STATED GOAL: Reproduce everything from the line containing "As part of dataset curation, annotate the small" down to the line containing "476,0,570,20", substituting "plastic caster" for "rubber wheel" and leaving the rest unchanged.

INFORMATION GIVEN:
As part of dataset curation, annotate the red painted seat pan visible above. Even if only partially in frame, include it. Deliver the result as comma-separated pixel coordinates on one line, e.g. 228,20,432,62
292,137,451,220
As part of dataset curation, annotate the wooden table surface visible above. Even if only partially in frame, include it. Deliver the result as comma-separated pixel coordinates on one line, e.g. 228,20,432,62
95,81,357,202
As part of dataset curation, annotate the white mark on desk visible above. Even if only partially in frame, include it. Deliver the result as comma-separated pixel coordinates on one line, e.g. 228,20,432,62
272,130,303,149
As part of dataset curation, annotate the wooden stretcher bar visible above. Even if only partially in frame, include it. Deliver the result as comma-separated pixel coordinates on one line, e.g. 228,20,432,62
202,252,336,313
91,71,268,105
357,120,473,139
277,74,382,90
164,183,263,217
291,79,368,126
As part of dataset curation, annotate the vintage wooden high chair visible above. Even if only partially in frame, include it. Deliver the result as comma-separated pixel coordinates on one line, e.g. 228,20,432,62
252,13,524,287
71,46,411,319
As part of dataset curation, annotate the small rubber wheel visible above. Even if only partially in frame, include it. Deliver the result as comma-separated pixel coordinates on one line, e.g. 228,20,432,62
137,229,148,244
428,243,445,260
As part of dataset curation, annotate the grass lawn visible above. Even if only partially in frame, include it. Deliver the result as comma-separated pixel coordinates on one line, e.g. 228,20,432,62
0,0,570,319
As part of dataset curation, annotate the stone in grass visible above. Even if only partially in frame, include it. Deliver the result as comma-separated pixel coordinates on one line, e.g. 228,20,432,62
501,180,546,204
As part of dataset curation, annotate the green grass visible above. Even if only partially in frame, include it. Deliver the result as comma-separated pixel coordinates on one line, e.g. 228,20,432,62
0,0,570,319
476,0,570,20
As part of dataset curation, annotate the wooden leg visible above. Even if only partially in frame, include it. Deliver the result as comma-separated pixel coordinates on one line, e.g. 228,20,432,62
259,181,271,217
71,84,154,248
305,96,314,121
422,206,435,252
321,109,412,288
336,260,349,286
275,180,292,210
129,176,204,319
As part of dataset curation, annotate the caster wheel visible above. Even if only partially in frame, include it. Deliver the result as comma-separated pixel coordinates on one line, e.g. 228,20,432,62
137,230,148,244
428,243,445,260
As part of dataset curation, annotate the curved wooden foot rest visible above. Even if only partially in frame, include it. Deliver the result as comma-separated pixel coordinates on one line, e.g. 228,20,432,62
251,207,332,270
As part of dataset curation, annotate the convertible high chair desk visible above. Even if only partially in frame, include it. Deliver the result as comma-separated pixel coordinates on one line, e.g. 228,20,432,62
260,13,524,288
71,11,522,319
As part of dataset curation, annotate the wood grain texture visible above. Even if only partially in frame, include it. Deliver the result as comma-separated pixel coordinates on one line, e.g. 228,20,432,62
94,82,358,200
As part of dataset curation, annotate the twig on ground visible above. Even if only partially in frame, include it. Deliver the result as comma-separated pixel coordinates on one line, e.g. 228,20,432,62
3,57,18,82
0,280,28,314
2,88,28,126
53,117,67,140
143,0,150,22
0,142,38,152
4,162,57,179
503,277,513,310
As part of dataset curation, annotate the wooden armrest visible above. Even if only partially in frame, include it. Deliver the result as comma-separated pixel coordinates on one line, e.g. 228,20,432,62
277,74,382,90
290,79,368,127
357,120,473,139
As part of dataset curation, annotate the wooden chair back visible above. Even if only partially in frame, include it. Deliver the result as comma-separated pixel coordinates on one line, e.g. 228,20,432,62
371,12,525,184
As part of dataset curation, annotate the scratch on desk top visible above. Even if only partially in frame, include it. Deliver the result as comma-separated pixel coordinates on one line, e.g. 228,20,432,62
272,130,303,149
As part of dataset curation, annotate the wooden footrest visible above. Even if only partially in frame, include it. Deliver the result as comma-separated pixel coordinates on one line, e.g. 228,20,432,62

EXERCISE RESULT:
As part of dataset curation, annotate the small plastic caster visible above. Even if only partially in frame, include it. Deliver the result as comma-separated pixel coordinates on one line, e.g. 228,20,432,62
137,229,148,244
428,243,445,260
As part of dataset curation, annotate the grass lawn visible above. Even if only partially in frame, include it. Deliver the result as comma-separated pixel coordinates on one line, e.g. 228,20,432,62
0,0,570,319
As part of dataset curation, annotate the stone in grass visible above. Even if only partially in frame, include it. Deliver the result as comma-separated pixel coordinates on one line, e.g. 228,20,432,62
501,180,546,204
As part of dataset curation, annotate the green grass visible above. Even if only partially in frame, include it. Deliver the result as comma-separated pixel coordinates on one line, e.g. 228,20,432,62
0,0,570,319
476,0,570,20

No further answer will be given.